EXERCISE INSTRUCTIONS —
All lines in the data below carrying the string "stripe" are to be located and copied.

RECORDS TO USE —

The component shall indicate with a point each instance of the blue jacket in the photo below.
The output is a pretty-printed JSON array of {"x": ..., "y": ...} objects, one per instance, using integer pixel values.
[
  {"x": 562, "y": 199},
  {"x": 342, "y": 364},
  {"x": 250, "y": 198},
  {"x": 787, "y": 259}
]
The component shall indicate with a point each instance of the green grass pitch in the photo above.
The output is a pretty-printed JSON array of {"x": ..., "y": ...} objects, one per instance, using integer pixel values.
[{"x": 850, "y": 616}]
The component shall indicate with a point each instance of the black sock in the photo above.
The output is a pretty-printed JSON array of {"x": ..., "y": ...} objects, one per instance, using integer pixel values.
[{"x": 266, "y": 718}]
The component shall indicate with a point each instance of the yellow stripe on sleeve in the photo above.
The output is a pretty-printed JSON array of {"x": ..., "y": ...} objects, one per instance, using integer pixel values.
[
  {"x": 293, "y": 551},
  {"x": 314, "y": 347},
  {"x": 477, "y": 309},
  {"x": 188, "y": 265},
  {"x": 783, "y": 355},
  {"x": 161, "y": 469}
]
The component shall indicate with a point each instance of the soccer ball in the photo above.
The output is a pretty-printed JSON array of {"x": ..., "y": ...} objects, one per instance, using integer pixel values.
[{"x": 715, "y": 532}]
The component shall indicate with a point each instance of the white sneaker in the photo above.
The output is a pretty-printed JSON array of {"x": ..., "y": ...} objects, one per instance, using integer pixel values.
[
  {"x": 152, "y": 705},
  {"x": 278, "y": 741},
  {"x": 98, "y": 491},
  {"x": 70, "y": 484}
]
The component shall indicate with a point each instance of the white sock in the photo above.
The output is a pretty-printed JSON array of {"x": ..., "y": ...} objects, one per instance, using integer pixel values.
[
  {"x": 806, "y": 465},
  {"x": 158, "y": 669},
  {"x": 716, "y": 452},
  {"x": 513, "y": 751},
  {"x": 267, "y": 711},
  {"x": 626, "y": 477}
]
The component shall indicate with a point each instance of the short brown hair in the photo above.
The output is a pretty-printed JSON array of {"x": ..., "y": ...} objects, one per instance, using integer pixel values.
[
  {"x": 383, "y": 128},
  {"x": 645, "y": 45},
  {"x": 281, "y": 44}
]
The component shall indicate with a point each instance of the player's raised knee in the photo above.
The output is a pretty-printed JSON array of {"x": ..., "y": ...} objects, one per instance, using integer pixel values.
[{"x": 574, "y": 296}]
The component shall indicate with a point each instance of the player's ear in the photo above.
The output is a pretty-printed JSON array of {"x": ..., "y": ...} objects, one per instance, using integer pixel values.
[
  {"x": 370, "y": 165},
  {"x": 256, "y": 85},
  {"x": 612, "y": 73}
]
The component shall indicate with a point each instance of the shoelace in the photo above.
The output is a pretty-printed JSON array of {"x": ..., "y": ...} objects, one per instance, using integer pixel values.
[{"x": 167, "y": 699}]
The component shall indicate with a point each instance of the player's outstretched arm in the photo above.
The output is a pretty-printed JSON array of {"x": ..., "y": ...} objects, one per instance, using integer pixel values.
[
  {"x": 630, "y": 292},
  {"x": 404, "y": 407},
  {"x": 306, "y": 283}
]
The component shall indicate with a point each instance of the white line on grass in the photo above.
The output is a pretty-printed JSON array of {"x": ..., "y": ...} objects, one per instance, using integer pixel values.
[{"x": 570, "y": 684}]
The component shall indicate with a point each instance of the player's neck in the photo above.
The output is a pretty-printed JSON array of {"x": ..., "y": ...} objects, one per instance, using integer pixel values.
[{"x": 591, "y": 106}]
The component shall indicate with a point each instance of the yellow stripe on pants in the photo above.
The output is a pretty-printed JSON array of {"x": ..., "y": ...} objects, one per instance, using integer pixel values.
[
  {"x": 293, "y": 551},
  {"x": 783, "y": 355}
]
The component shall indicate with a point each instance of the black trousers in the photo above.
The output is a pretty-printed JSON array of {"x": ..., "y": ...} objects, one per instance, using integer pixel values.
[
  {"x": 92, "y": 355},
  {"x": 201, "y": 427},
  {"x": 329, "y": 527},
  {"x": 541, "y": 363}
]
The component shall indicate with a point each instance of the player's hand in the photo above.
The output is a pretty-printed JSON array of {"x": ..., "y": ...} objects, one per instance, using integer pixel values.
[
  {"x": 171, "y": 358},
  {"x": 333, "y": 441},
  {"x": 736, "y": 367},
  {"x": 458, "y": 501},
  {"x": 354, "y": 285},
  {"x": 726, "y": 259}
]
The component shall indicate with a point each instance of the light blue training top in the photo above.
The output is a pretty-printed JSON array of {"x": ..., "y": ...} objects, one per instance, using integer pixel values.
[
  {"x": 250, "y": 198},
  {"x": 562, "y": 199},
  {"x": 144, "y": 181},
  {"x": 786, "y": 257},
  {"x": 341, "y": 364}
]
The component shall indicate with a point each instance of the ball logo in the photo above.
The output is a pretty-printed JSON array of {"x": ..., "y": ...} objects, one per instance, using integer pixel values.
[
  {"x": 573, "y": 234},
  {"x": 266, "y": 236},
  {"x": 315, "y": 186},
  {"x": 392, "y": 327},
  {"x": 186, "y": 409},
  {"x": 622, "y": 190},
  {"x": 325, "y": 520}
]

RESULT FOR THIS TASK —
The component shall indicate with a point each instance of the yellow stripe on sleeve in the photo above.
The component shall indicate with a point each instance of the yellow stripe on pants in the photo above.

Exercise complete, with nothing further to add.